**AIM OF THE TASK**
Present the following data again exactly as it is shown.

EXTRACTED RECORDS section start

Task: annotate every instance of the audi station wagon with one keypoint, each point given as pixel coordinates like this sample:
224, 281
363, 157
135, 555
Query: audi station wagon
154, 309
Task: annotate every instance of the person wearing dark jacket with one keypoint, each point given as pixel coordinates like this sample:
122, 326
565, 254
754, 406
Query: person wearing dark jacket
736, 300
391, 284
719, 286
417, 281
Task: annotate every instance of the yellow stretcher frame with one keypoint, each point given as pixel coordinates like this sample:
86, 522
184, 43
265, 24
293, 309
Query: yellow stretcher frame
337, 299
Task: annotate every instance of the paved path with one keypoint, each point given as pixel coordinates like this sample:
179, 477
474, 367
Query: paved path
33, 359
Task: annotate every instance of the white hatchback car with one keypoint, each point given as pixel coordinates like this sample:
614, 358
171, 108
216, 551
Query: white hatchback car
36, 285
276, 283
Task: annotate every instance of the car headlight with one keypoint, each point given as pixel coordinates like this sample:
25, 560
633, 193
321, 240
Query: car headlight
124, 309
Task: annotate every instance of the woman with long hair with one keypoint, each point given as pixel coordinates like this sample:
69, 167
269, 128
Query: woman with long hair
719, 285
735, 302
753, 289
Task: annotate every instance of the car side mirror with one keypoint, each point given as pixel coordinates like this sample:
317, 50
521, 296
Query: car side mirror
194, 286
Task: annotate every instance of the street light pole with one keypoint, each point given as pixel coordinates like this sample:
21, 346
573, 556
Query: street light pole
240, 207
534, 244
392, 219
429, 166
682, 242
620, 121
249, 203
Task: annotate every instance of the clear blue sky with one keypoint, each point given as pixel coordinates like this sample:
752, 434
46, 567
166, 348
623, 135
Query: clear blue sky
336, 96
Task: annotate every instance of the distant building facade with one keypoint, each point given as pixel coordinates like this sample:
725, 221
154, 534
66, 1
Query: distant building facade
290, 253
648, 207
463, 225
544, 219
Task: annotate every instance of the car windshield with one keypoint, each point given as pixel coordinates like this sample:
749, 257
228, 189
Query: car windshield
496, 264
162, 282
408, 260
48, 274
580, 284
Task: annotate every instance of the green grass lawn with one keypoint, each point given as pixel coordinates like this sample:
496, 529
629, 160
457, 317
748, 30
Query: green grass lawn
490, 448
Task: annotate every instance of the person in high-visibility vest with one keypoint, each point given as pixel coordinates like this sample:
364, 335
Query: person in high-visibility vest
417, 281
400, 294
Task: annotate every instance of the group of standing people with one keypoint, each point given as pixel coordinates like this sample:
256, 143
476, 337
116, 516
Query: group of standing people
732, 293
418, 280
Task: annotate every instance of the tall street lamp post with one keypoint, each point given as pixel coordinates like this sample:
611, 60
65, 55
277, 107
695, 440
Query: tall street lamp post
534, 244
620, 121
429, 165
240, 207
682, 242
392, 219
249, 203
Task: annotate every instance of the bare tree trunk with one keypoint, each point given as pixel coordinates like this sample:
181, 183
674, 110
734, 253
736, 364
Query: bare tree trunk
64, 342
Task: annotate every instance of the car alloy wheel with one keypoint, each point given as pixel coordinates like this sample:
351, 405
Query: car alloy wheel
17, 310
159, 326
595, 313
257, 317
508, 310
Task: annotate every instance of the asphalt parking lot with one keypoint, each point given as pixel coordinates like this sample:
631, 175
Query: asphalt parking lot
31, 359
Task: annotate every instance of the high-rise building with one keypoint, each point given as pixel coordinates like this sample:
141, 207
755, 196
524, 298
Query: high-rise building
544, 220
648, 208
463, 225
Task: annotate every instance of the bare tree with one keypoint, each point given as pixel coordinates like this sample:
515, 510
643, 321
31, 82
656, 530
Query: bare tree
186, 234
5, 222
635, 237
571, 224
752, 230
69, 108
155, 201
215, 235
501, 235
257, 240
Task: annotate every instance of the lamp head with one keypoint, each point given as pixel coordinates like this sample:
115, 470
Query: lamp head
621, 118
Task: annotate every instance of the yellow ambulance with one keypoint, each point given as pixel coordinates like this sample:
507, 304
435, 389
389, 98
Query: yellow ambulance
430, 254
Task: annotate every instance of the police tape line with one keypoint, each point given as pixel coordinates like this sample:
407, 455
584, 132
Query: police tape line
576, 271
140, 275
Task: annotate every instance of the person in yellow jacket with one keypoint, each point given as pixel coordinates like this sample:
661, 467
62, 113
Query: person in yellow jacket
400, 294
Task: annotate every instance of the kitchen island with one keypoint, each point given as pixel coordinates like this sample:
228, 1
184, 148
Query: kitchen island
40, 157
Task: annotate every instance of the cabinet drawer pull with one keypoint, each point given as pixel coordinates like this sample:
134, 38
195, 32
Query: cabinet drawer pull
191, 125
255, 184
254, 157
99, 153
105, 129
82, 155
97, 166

EXTRACTED RECORDS section end

**RESULT**
Task: annotate every instance of the audi station wagon with one keypoint, each point given as pixel coordinates like this sample:
224, 281
363, 157
135, 555
Query: audi station wagon
154, 309
Task: annotate every instance of the person wearing dark jacket with one keypoint, each point given as pixel coordinates like this sample:
122, 326
565, 254
754, 406
Query: person wearing dark jacket
736, 300
391, 284
719, 286
417, 281
Task: annotate every instance of the yellow stretcher frame with one keypoint, each point given as pixel coordinates like this sample:
86, 522
184, 43
265, 24
293, 309
Query: yellow stretcher frame
337, 299
Task: annotate every instance of the paved path with one keypoint, each point given as pixel coordinates like this sample:
179, 477
474, 367
Query: paved path
33, 359
Task: annotate every instance of the white hatchback car with one keypoint, each point given as pixel coordinates like this sample:
614, 358
171, 108
216, 551
Query: white hatchback car
36, 285
276, 283
Task: annotate every instance of the car headlight with one keypoint, each point given as pixel coordinates like this sample:
25, 560
633, 193
321, 240
Query: car headlight
124, 309
Task: annotate every instance of the woman with long hair with one keypoint, each point given as pixel coordinates like this sample:
69, 167
269, 128
Query: woman with long hair
719, 285
735, 302
753, 289
Task: annotate every instance of the car side mirror with one keypoint, each point given as pixel coordinates like this sample:
317, 50
521, 296
Query: car side mirror
194, 286
Task: annotate every instance of the street light pole with one keypoint, each point given as pixel coordinates like this sample:
21, 346
573, 556
Query: street light pole
240, 207
534, 244
392, 219
429, 166
682, 242
620, 121
249, 203
Task: annotate every instance of the clear blue sky with one keypoint, each point given as pixel coordinates like this sample:
752, 434
46, 567
166, 348
623, 135
Query: clear blue sky
336, 96
Task: annotate every instance of the distant building facade with one keypoint, each point given as pixel coordinates like this sample:
725, 221
154, 534
66, 1
Query: distant building facade
290, 253
648, 207
463, 225
544, 219
Task: annotate every instance of the car windshield with one keypoint, each point given as pixel coordinates like this sample:
749, 257
228, 189
Query: car windshield
496, 264
162, 282
408, 260
48, 274
580, 284
Task: annotate every instance of the green grass lawn with one keypoint, each point given as pixel coordinates like this sample:
496, 529
629, 160
457, 317
748, 30
Query: green grass lawn
490, 448
Task: annotate every instance of the person in high-visibility vest with one keypoint, each point given as pixel coordinates like this sample:
364, 335
Query: person in high-visibility vest
417, 281
400, 294
Task: annotate every instance of the group of standing people with one keypoint, each point given as pixel coordinates like this sample:
256, 143
476, 337
116, 516
Query: group of standing people
732, 293
418, 280
Task: annotate every instance of the tall street lamp post with one keypoint, each point given as pixel coordinates like this sample:
611, 60
65, 55
277, 107
695, 440
Query: tall street lamp post
534, 244
620, 121
429, 165
240, 207
682, 242
392, 219
249, 203
Task: annotate every instance of the bare tree trunk with one keypoint, each point given as pixel coordinates like this sample:
181, 183
674, 110
734, 253
736, 364
Query: bare tree trunk
64, 342
Task: annotate every instance of the car alloy wheel with one keypoint, each point given as pixel coordinates like this sample:
351, 405
Query: car alloy wheel
17, 310
159, 326
595, 313
257, 317
508, 310
Task: annotate every instance of the asphalt parking lot with one keypoint, each point given as pixel coordinates like this sample:
631, 175
Query: asphalt parking lot
31, 359
Task: annotate every instance of the high-rise building with one keypoint, each point given as pixel coordinates like this sample:
141, 207
755, 196
524, 298
Query: high-rise building
544, 220
648, 208
463, 225
Task: annotate every instance of the bare tree with one keypoint, each point given as pixel coordinates like this sample:
515, 510
643, 321
31, 82
656, 530
Query: bare tree
186, 234
5, 222
635, 237
571, 224
752, 230
69, 108
155, 201
215, 235
501, 235
257, 240
Task: annotate every instance of the lamp head with one keypoint, each point given as pixel coordinates like this sample:
115, 470
Query: lamp head
621, 118
Task: annotate every instance of the yellow ambulance with one keypoint, each point given as pixel coordinates like this sample:
507, 304
435, 389
389, 98
Query: yellow ambulance
430, 254
Task: annotate every instance of the police tape line with one keypoint, each point given as pixel coordinates like this sample:
407, 455
584, 132
Query: police tape line
576, 271
140, 275
Task: annotate every instance of the person in yellow jacket with one keypoint, each point given as pixel coordinates like this sample:
661, 467
62, 113
Query: person in yellow jacket
400, 294
Task: annotate every instance of the kitchen island with one keypoint, each point given as pixel coordinates like this sample:
228, 1
184, 148
Query: kitchen island
40, 157
Task: annotate every instance of the cabinet drawer pull with one keypoint, each point given as pixel coordinates like this sample:
134, 38
195, 32
Query: cabinet drawer pull
191, 125
255, 184
254, 157
99, 153
105, 129
82, 155
97, 166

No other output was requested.